>> START Input

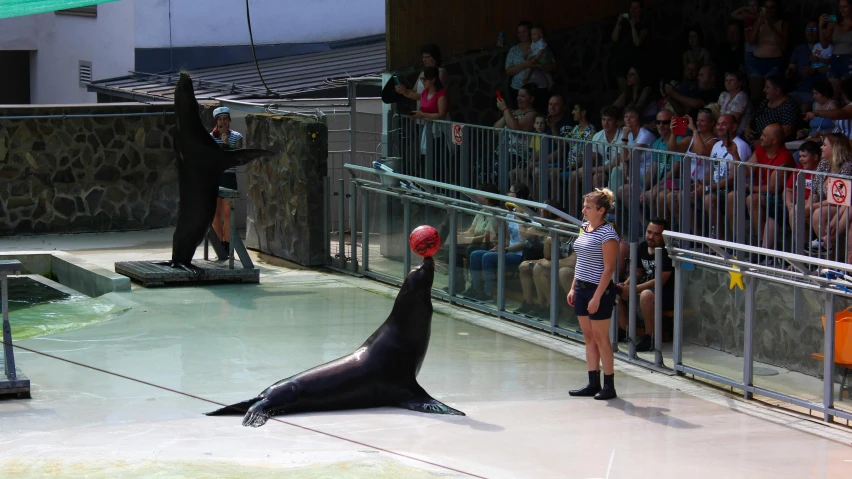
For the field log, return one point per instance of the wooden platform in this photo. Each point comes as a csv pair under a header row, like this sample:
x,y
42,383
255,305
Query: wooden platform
x,y
152,275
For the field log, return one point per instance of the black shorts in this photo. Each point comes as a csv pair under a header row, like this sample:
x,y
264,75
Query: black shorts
x,y
584,292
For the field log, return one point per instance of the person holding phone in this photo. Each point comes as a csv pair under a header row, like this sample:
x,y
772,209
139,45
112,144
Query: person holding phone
x,y
838,33
593,292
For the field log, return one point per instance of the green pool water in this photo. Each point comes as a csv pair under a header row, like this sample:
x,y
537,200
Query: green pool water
x,y
36,309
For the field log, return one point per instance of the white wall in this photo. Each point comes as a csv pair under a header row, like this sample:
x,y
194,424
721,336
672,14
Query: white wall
x,y
223,22
63,40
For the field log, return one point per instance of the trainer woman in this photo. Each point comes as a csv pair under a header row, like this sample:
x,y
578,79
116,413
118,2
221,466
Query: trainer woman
x,y
592,295
227,139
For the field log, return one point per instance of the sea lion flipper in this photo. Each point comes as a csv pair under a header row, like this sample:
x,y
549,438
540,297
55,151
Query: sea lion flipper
x,y
429,404
233,158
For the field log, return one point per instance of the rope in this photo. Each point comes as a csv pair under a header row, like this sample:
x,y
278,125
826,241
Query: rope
x,y
388,451
256,65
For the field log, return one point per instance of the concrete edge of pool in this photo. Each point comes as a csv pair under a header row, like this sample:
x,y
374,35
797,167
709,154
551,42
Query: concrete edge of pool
x,y
70,271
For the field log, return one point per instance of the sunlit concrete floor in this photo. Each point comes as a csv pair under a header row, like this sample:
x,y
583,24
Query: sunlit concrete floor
x,y
226,343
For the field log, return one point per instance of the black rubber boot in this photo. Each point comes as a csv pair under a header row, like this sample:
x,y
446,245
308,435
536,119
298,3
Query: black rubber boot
x,y
608,392
592,388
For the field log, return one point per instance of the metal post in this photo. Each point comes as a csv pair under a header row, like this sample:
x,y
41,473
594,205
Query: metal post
x,y
353,225
341,242
453,238
828,360
748,338
406,227
8,353
326,219
467,139
677,340
658,306
632,300
365,230
501,264
554,278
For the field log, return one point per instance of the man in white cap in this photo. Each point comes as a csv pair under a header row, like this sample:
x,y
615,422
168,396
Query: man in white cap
x,y
227,139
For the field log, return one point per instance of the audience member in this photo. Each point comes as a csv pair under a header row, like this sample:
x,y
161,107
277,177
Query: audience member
x,y
729,149
730,57
778,108
696,53
764,186
518,61
629,38
836,159
839,36
769,37
707,93
734,101
801,67
646,284
809,153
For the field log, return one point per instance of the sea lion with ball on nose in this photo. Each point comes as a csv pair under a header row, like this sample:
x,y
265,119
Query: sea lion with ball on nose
x,y
380,373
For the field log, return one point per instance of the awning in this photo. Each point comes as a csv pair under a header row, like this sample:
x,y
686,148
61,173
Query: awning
x,y
17,8
286,76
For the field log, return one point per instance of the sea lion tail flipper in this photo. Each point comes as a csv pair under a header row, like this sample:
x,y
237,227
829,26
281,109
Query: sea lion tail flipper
x,y
430,405
233,158
235,409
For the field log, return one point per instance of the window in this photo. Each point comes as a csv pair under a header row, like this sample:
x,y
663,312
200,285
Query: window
x,y
85,73
91,11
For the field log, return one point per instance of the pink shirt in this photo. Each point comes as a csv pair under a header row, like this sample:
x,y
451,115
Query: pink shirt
x,y
430,105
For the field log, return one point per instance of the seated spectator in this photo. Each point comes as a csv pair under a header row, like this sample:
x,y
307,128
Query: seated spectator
x,y
841,117
646,287
769,37
635,135
809,153
839,35
699,144
708,93
637,94
730,148
734,101
479,236
518,62
695,53
766,188
535,274
629,37
836,159
822,94
802,67
730,57
778,108
483,263
605,150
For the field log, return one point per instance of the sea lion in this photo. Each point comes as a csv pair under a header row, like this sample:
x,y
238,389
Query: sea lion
x,y
200,163
382,372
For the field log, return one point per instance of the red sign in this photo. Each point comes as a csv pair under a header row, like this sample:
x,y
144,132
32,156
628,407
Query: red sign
x,y
457,136
839,192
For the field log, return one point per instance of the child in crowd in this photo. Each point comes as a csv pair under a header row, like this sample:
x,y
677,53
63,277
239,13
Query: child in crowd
x,y
539,53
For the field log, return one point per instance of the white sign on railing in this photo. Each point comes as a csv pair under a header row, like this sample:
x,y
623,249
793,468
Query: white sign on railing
x,y
839,192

>> END Input

What needs to be done: Write out the records above once more, word for word, with no pictures.

Answer for this exercise:
For the field log, return one point per instance of the wooden platform in this photo. Each point comes as a csv pair under a header row, like this sample:
x,y
42,383
255,305
Query: wooden platform
x,y
152,275
For the field log, return one point per instance of the black shorts in this photo. Each point comes as a csv pair under a header row, like this sample:
x,y
264,75
Query: black shorts
x,y
584,292
For the field log, return one point per instance of the person holding phone in this photo. Each point comes as a csv pair under a header row, like this sample:
x,y
772,209
139,45
112,144
Query: person holding phone
x,y
838,33
593,292
For the field log, return one point per instance of the green pool water in this photo. Each point comes as a csv pair under a header row, like this sample:
x,y
537,200
Query: green pool water
x,y
36,309
For the field log, return one point per instance of the white wall in this photo. Each point comes as a csv pair under a header row, like this sample:
x,y
194,424
721,336
672,14
Query: white wall
x,y
223,22
63,40
For the field log, return one point per instance of the trainer woman in this photo. Each point comes as a csv pair under a header row, like this sample:
x,y
578,79
116,413
118,2
221,466
Query: trainer woman
x,y
592,295
227,139
For the field log, return one point per instance of the sea lion flipper in this photo. Each point comes as a csv pair under a header row, like this sample:
x,y
549,438
540,297
55,151
Query: sea lion flipper
x,y
429,404
233,158
For the field log, return one point per instance of the rope in this photo. Each point comes as a csv pair under a header row, like this sample:
x,y
278,125
826,241
Query: rope
x,y
388,451
256,65
For the field log, return one point per instance of the concrete edge of pool in this photo. Each point comes as a csv pair under a header row, like this sample:
x,y
374,35
797,167
709,154
551,42
Query: concrete edge of pool
x,y
70,271
For the field log, return one point per instance of the sunlit concrete floor in this photo. Each point comes as a csv pair under a header row, like this sample:
x,y
583,24
Query: sunlit concrete floor
x,y
226,343
For the field log, return one point per instance of the black rubber boot in this photo. Each point comes as a csv pair under a header row, like this sample:
x,y
446,245
308,435
536,119
298,3
Query: black rubber boot
x,y
608,392
592,388
For the field log, return one point per instance of the metal post in this photo. Each point comes as a csv pair under a header row, like this sample:
x,y
41,473
594,205
Query: metal post
x,y
353,225
341,242
453,238
828,360
748,338
406,227
8,353
326,219
467,139
677,340
658,306
632,300
365,230
501,264
554,278
For the field log, return one point per instance of the man in white cap in this photo. Each point comes as a csv pair under a header row, like this sample:
x,y
615,422
168,396
Query: man in white cap
x,y
227,139
For the field log, return one point per instance of the audience member in this photo. Each point comes as a csv pair under a header row, like this sample:
x,y
161,107
277,177
Query: audience member
x,y
729,149
730,57
778,108
696,53
764,186
518,61
629,38
836,159
839,36
769,37
707,93
734,101
801,67
646,284
809,153
For the field log, return one point per instance of the sea lion with ball on nose in this photo. Each point comes as a csv pair under a header row, like this sample:
x,y
265,119
Query: sea lion with ball on nose
x,y
380,373
For the field log, return one point per instance of the awning in this photo. Each point comes as a csv pair under a header row, like this sample:
x,y
686,148
61,173
Query: awning
x,y
17,8
286,76
For the field log, return one point per instance of the sea lion tail flipper in this photo. Each point comes as a csv pair under a header row, like this sample:
x,y
237,227
829,26
281,109
Query: sea lion tail flipper
x,y
430,405
233,158
235,409
For the field log, return one point per instance of the window in this photo. Each point comes as a csv pair under a header row, like this sample:
x,y
663,312
200,285
Query: window
x,y
85,73
91,11
For the field log, return one point per instance of the pink shirt in this photo. Each point comes as a csv pair under a header row, like this sample:
x,y
451,115
Query: pink shirt
x,y
430,105
For the field log, return one point per instance of the seated spectator in this photo. Each point comes as a csv pair under a header row, like this sample:
x,y
307,128
Query: seated spectator
x,y
841,117
646,287
769,37
635,135
809,153
839,35
699,144
708,93
637,94
730,148
734,101
479,236
518,62
695,53
766,188
535,274
629,37
836,159
822,94
802,67
730,57
778,108
483,263
605,150
For the field log, return one point per instance of the sea lion in this photo. Each point comes as a csv pair under a header row, like this sample:
x,y
238,389
Query: sea lion
x,y
200,163
382,372
For the field log, return one point per instance of the red sign in this photo. Each point comes as a csv pair under a header row, like this sample:
x,y
144,132
32,156
628,407
Query: red sign
x,y
457,136
839,192
For the field log, return one point per instance of the child in crowd in this photo. Each point comes as a csv pair under a header row, like this sample:
x,y
677,53
63,277
239,13
Query: child in crowd
x,y
539,53
For the field log, return one point per instance of the white sign on railing in this photo. Each point comes as a csv pair under a header row, like this sample:
x,y
623,249
793,468
Query: white sign on railing
x,y
839,192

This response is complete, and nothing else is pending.